I’m finally back in Salt Lake City. Kels and I just hauled all my stuff across the country in my little Toyota Corolla and just finished unpacking in our new place.

A trip of a lifetime has finally come to a close. My two brothers and me traveled to New Jersey to Ireland to Paris to Brussels to Amsterdam to Berlin to Prague and back to Ireland and back to New Jersey.

It was nuts. We had so much fun, but the real interesting part was how well we all got along. I mean, we have an awesome relationship with one another, but when you put people together in close spaces for 30+ straight days and add in alcohol, navigation issues, and some language barriers, even the best of friends would be ready to throw hands.

Yet we had nothing. No arguments. No brawls. No irritability.

When my brother’s and I were growing up we always used to go spend summers with our dad wherever he was that particular summer.

No matter where he was living at the time, we usually scheduled out a few days to go up to Maine, where his side of the family would congregate and rent out cottages by the lake. It was a lot of fun.

One year, we were planning on skipping our Maine visit… until we weren’t. We made the last minute decision to make the run up in his Dodge Durango to visit with the family. Unfortunately, because of the last minute decision there was little room for us to sleep.
———
*Short task 1:*
Translate this sentence from the travel post into Spanish: "No matter where he was living at the time, we usually scheduled out a few days to go up to Maine, where his side of the family would congregate and rent out cottages by the lake."
*Short task 2:*
Extract lines from the rows below verbatim, starting at the line containing "Could you please indicate the beach" and ending with the final line of the rows.

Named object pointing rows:
———
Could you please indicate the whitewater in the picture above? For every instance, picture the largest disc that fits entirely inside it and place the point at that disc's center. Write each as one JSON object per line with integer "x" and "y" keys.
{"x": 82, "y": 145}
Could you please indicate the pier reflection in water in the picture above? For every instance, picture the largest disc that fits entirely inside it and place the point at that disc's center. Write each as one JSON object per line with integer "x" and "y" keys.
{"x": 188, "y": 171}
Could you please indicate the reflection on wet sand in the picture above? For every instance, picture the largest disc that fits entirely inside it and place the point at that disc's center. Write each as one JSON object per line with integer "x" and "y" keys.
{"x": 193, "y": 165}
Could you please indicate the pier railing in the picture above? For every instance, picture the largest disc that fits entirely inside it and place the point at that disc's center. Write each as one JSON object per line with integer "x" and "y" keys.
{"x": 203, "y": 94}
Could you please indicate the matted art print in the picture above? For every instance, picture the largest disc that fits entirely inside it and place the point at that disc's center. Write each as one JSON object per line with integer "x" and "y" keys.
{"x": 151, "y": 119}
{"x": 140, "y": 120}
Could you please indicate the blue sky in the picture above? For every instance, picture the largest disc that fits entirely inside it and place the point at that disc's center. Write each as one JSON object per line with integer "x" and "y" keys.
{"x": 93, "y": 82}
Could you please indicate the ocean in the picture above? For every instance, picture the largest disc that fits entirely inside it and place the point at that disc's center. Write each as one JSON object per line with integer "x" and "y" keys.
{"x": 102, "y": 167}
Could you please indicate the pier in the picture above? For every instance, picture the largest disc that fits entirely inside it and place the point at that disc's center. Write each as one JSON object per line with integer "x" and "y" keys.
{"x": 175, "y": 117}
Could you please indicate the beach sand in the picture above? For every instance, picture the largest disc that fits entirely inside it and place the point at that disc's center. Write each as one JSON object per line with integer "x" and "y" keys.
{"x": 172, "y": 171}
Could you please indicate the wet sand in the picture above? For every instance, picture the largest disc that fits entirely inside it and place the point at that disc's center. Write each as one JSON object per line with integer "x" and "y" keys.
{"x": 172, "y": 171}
———
*Expected output 1:*
Sin importar dónde viviera en ese momento, normalmente reservábamos unos días para subir a Maine, donde su lado de la familia se reunía y alquilaba cabañas junto al lago.

*Expected output 2:*
Could you please indicate the beach sand in the picture above? For every instance, picture the largest disc that fits entirely inside it and place the point at that disc's center. Write each as one JSON object per line with integer "x" and "y" keys.
{"x": 172, "y": 171}
Could you please indicate the wet sand in the picture above? For every instance, picture the largest disc that fits entirely inside it and place the point at that disc's center. Write each as one JSON object per line with integer "x" and "y" keys.
{"x": 172, "y": 171}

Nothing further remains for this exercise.